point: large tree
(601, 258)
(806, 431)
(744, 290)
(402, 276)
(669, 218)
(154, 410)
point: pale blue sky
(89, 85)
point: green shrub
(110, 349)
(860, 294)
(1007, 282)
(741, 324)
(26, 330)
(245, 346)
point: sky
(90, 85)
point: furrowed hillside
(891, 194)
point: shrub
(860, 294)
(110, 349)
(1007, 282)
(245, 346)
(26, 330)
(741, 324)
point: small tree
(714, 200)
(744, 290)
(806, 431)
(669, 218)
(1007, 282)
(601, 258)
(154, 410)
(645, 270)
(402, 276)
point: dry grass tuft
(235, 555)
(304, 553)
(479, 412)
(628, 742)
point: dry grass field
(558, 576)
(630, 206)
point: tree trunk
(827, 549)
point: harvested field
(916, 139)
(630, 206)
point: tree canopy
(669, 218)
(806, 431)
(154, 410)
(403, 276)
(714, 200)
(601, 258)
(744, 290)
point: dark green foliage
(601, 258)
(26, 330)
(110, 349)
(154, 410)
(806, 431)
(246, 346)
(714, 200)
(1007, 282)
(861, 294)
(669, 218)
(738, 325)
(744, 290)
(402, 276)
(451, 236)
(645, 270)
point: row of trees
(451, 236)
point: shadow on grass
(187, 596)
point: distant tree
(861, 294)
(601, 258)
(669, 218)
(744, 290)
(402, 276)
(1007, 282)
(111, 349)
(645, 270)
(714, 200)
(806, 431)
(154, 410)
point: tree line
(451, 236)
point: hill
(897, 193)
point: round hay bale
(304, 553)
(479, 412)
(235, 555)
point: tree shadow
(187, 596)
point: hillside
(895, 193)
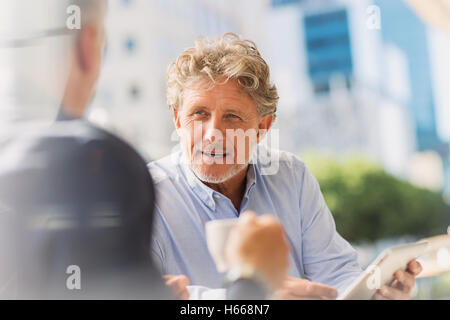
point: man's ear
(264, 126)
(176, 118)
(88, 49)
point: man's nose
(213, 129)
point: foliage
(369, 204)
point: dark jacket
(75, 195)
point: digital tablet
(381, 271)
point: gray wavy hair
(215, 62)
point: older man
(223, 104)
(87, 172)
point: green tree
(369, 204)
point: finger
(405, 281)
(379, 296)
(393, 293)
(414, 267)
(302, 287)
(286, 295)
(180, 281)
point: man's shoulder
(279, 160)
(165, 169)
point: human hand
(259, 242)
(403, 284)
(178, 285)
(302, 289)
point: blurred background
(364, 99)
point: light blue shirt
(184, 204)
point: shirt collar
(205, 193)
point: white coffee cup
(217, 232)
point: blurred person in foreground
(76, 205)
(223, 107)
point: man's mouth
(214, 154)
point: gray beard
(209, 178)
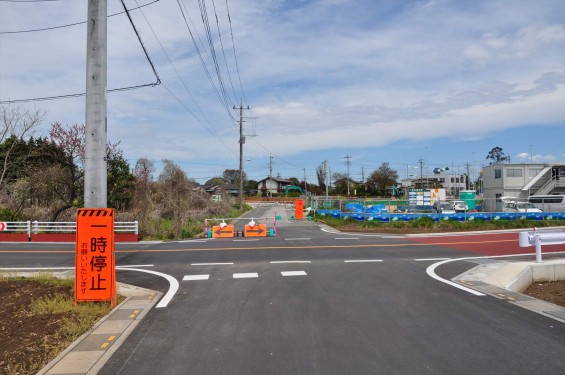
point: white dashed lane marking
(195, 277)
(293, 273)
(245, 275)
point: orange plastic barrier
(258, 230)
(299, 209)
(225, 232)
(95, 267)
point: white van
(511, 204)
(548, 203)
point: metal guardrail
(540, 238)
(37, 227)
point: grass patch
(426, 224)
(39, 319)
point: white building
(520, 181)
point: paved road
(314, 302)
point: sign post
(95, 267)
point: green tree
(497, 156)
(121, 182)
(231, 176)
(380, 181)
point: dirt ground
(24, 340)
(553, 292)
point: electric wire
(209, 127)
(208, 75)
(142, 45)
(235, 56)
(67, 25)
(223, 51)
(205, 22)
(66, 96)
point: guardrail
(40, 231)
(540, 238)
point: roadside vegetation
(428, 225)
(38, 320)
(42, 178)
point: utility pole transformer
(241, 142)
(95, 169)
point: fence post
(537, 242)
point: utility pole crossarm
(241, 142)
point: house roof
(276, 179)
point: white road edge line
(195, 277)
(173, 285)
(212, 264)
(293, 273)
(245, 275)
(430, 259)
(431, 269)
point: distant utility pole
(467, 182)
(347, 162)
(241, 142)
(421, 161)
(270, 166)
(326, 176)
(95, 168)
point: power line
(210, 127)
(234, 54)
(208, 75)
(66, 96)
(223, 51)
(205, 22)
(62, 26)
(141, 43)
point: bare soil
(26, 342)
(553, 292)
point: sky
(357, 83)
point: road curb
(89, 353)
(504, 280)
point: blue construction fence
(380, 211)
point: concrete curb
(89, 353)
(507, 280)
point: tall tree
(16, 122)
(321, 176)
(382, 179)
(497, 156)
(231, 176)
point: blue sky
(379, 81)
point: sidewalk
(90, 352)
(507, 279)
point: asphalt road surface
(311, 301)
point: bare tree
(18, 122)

----------------------------------------

Copy out each record shown above without alteration, skipping any picture.

** Your solution **
point: large tree
(601, 258)
(806, 431)
(744, 290)
(402, 276)
(669, 218)
(154, 410)
point: pale blue sky
(89, 85)
point: green shrub
(110, 349)
(860, 294)
(1007, 282)
(741, 324)
(26, 330)
(245, 346)
point: sky
(90, 85)
point: furrowed hillside
(891, 194)
point: shrub
(860, 294)
(110, 349)
(1007, 282)
(245, 346)
(26, 330)
(741, 324)
point: small tree
(714, 200)
(744, 290)
(806, 431)
(669, 218)
(1007, 282)
(601, 258)
(154, 410)
(645, 270)
(402, 276)
point: dry grass tuft
(235, 555)
(304, 553)
(479, 412)
(628, 742)
point: dry grass field
(558, 576)
(630, 206)
point: tree trunk
(827, 549)
point: harvested field
(916, 139)
(630, 206)
point: tree canopy
(669, 218)
(806, 431)
(154, 410)
(403, 276)
(714, 200)
(601, 258)
(744, 290)
point: dark green foliage
(601, 258)
(26, 330)
(110, 349)
(154, 410)
(806, 431)
(246, 346)
(714, 200)
(1007, 282)
(861, 294)
(669, 218)
(738, 325)
(744, 290)
(402, 276)
(451, 236)
(645, 270)
point: row of trees
(451, 236)
point: shadow on grass
(187, 596)
point: distant tree
(861, 294)
(601, 258)
(669, 218)
(744, 290)
(402, 276)
(1007, 282)
(111, 349)
(645, 270)
(714, 200)
(806, 431)
(154, 410)
point: tree line
(451, 236)
point: hill
(897, 193)
point: round hay bale
(304, 553)
(479, 412)
(235, 555)
point: tree shadow
(187, 596)
point: hillside
(895, 193)
point: man's ear
(264, 126)
(176, 118)
(88, 49)
point: man's nose
(213, 129)
point: foliage
(369, 204)
point: dark jacket
(75, 195)
point: digital tablet
(381, 271)
point: gray wavy hair
(215, 62)
point: older man
(223, 104)
(87, 172)
point: green tree
(369, 204)
point: finger
(405, 281)
(379, 296)
(393, 293)
(414, 267)
(302, 287)
(286, 295)
(180, 281)
point: man's shoulder
(279, 160)
(165, 169)
point: human hand
(259, 242)
(403, 284)
(178, 285)
(302, 289)
point: blurred background
(364, 99)
point: light blue shirt
(184, 204)
point: shirt collar
(205, 193)
point: white coffee cup
(217, 232)
point: blurred person in foreground
(76, 205)
(223, 107)
point: man's mouth
(214, 154)
point: gray beard
(209, 178)
point: white dashed lane marking
(195, 277)
(293, 273)
(245, 275)
point: orange plastic barrier
(258, 230)
(299, 209)
(225, 232)
(95, 267)
point: white van
(511, 204)
(548, 203)
point: metal guardrail
(540, 238)
(37, 227)
point: grass patch
(426, 224)
(39, 319)
point: white building
(520, 181)
point: paved road
(314, 302)
point: sign post
(95, 267)
point: green tree
(497, 156)
(121, 182)
(231, 176)
(380, 181)
point: dirt ground
(24, 340)
(553, 292)
point: electric wire
(209, 127)
(208, 75)
(142, 45)
(235, 56)
(67, 25)
(223, 51)
(205, 22)
(66, 96)
point: guardrail
(40, 231)
(540, 238)
point: roadside vegetation
(428, 225)
(38, 320)
(42, 178)
point: utility pole transformer
(241, 142)
(95, 169)
point: fence post
(537, 242)
point: utility pole crossarm
(241, 142)
point: house roof
(276, 179)
point: white road edge line
(195, 277)
(173, 285)
(212, 264)
(293, 273)
(245, 275)
(430, 259)
(431, 269)
point: distant utility pole
(467, 182)
(347, 162)
(241, 142)
(421, 161)
(270, 166)
(326, 176)
(95, 168)
point: power line
(210, 127)
(234, 54)
(208, 75)
(66, 96)
(223, 51)
(205, 22)
(62, 26)
(141, 43)
point: bare soil
(26, 342)
(553, 292)
point: sky
(357, 83)
point: road curb
(89, 353)
(504, 280)
point: blue construction fence
(380, 211)
point: concrete curb
(89, 353)
(507, 280)
point: tall tree
(16, 122)
(321, 176)
(382, 179)
(497, 156)
(231, 176)
point: blue sky
(379, 81)
point: sidewalk
(90, 352)
(507, 279)
point: asphalt road surface
(311, 301)
point: bare tree
(18, 122)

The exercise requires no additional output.